Source text:
>> begin
7. Ld. Counsel for Respondent Nos. 2 to 5 submits that the matter has to be dealt with by the Delhi GST Department and not by the Central GST Department, as it is not the jurisdictional Commissionerate.
8. Insofar as the Delhi GST Department is concerned, its stand in the counter affidavit is as under:
“6. Therefore, it is mandatory that any ITC available with an ISD for distribution in a particular month ought to be distributed in the same month which clearly implies that no provision for carrying forward or transfer to electronic credit ledger in case of an ISD was even contemplated in the entire GST regime. The same was done keeping in mind the limited role of an ISD which was to distribute the lTC to the respective units. As already stated earlier, and at the cost of repetition, an ISD registered under the GST regime does not enjoy the same status of an assessee obtaining registration under GST for carrying out its business. The purpose of the ISD is facility based wherein the business, having a large share of common expenditure and billing or payment is done from centralized locations. The mechanism is aimed at simplifying the credit taking process for entities.
>> end
Job 1: Transcribe a portion of the GST passage word for word, starting at the words "7. Ld. Counsel" and stopping after the words "the jurisdictional Commissionerate.".
Job 2: Rewrite the records from their first line through the line containing "(909, 1152)", requests included, and shift every point coordinate by adding 109 to each of its numbers.
The passage above has no connection to the records that follow.

Dataset content:
>> begin
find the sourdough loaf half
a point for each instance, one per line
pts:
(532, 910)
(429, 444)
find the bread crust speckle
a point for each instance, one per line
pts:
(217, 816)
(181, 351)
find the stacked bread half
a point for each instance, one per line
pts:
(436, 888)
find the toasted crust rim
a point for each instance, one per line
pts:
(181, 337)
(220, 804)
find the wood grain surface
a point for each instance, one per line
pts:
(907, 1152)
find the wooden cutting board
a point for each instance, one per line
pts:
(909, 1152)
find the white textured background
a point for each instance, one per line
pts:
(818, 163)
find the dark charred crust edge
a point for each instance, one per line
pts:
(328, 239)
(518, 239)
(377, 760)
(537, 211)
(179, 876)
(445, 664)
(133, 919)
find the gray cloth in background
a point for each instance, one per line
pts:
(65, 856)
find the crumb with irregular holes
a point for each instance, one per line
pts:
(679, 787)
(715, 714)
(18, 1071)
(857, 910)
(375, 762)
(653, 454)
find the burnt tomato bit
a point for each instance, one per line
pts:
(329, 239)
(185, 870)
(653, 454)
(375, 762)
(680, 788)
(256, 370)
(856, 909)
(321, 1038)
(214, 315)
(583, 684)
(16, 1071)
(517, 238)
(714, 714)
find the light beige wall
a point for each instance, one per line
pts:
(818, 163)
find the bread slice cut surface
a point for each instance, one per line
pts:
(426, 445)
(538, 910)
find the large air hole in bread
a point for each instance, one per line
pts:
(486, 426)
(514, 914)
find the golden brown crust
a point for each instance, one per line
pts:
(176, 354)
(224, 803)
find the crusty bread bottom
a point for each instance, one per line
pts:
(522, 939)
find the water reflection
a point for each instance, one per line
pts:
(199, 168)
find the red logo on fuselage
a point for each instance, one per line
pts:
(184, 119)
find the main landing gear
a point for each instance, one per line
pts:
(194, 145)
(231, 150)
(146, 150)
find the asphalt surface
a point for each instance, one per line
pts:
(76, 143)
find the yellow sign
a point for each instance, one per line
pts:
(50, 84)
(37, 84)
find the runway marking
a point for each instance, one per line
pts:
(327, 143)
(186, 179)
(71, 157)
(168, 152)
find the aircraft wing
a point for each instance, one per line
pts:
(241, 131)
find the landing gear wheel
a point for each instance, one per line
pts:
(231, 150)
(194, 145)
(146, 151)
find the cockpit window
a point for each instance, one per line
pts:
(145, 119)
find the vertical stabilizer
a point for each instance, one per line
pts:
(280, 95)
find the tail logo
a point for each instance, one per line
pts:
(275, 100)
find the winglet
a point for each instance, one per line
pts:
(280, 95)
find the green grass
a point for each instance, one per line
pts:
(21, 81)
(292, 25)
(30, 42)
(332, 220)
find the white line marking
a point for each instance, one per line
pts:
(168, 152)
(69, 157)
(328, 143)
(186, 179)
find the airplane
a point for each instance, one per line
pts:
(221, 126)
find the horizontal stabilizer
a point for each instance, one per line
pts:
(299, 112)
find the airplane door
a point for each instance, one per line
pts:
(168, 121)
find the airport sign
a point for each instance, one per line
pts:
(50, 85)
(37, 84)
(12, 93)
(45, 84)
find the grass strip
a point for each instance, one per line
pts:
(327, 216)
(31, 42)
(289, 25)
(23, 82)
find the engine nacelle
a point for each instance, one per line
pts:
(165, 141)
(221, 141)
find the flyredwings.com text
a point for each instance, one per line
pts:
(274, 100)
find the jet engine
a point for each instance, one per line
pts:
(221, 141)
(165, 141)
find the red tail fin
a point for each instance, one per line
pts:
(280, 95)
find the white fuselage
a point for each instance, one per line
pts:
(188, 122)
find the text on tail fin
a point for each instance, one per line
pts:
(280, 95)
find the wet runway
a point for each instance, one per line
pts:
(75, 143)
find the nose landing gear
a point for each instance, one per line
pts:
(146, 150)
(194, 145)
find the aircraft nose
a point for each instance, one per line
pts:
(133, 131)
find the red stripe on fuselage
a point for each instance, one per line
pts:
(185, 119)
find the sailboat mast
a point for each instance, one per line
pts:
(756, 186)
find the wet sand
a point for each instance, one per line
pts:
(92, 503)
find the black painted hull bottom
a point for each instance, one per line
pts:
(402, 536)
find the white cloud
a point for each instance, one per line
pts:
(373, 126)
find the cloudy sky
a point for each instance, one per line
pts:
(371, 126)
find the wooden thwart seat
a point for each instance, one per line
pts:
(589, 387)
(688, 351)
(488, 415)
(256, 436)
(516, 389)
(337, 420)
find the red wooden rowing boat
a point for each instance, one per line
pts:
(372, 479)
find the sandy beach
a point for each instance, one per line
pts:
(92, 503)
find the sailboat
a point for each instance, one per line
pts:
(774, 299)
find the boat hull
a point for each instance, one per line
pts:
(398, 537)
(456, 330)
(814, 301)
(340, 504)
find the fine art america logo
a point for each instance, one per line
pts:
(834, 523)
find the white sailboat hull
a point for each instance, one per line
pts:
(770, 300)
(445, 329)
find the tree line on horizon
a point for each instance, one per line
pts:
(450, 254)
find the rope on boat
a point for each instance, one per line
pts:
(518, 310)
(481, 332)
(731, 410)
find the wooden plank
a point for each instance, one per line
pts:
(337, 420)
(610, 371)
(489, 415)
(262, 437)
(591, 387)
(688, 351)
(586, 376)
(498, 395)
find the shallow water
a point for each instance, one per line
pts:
>> end
Final answer 1:
7. Ld. Counsel for Respondent Nos. 2 to 5 submits that the matter has to be dealt with by the Delhi GST Department and not by the Central GST Department, as it is not the jurisdictional Commissionerate.

Final answer 2:
find the sourdough loaf half
a point for each instance, one per line
pts:
(641, 1019)
(538, 553)
find the bread crust speckle
a point for each instance, one per line
pts:
(326, 925)
(290, 460)
find the stacked bread half
a point for each instance, one per line
pts:
(545, 997)
find the toasted crust rim
a point for each instance, one per line
pts:
(290, 446)
(329, 913)
find the wood grain surface
a point for each instance, one per line
pts:
(1016, 1261)
find the wooden cutting board
a point for each instance, one per line
pts:
(1018, 1261)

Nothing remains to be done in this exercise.